[Opening DATA PROVIDED section]

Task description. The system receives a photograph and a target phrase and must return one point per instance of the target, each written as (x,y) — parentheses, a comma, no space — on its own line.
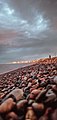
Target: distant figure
(50,56)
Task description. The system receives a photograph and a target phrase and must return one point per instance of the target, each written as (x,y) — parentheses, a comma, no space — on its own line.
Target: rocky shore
(29,93)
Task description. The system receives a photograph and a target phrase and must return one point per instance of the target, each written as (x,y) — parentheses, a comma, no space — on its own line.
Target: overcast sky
(28,29)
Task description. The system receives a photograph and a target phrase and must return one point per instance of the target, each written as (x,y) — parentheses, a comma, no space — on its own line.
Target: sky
(28,29)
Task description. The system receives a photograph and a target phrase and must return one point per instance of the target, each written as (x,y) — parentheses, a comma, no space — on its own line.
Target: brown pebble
(7,105)
(22,104)
(12,116)
(18,93)
(38,106)
(30,115)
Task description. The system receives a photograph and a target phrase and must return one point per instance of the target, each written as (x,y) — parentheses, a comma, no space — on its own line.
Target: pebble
(29,93)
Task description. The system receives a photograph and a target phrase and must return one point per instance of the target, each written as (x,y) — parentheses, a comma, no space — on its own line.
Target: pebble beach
(30,92)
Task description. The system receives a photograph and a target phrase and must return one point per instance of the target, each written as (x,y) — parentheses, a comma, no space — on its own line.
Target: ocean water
(9,67)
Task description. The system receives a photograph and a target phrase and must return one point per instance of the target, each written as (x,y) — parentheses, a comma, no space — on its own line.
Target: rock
(12,116)
(22,104)
(17,93)
(38,106)
(7,105)
(41,96)
(55,79)
(30,115)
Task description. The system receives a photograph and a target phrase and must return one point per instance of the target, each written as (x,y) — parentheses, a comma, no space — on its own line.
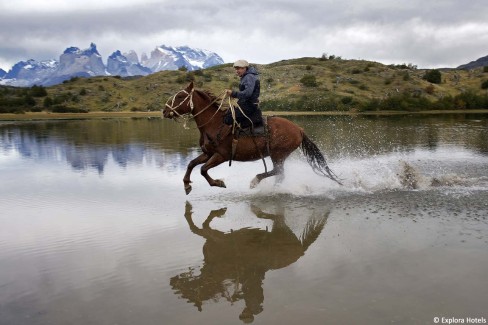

[Closing DATA PROVIDED section]

Copy the data word for word. Pictures do not go in the copy.

WORKED SOLUTION -
Task description. The system receives a photograph and a target phrase and must return one point per instance of the target, each written as (x,y) — parentheses, a comma, no space — on its own line.
Target: distant figure
(50,56)
Task description. The system receives a photograph and a target phrase and must return one point per instance of the target, each written as (x,y) — parentheses, a comma, no space — on its own line.
Target: rocky shore
(29,93)
Task description. The system receives a photograph and a target phrase and must return one point per instance of the target, each written as (x,y) — parentheses, a comma, no space — on its own line.
Target: overcast sky
(28,29)
Task description. The system receives a photograph and a target phrase and must return one point per instance of the target, each written as (x,y) — parentheses, a comma, no space — on its own line.
Target: sky
(28,29)
Task description. The system receives a photograph and a target phrase and must return one point per instance of the target, each written as (x,y) — parentheses, a comma, no space — on its own line.
Target: brown pebble
(7,105)
(22,104)
(12,116)
(18,93)
(38,106)
(30,115)
Task description. The system receives a photograph and a target phrase and must return one point per instance of the target, each written as (x,y) — parentheses, a comma, no space — on its own line.
Target: pebble
(29,93)
Task description. The system receives a photograph and a target phrase and must return one point per instance of the target, each written as (x,y) — parentheses, a comma, no space — on its own line.
Target: pebble beach
(30,92)
Task description. The system receives a photograph and a target phrase and must return one point per instance of the target, each written as (x,y) — parentheses, a comma, no space — on its own line.
Target: ocean water
(9,67)
Task description. The system receives a photograph and a target phrase and must return one point per instance of the target, each written as (x,y) — parentheses, a comma, no space — on its own line.
Target: rock
(12,116)
(22,104)
(17,93)
(38,106)
(7,105)
(41,96)
(55,79)
(30,115)
Task description. The system receives a photograph and a target phrase and must return one point per instance of the target, each written as (x,y) — parentheses, a comma, no space — on its own line.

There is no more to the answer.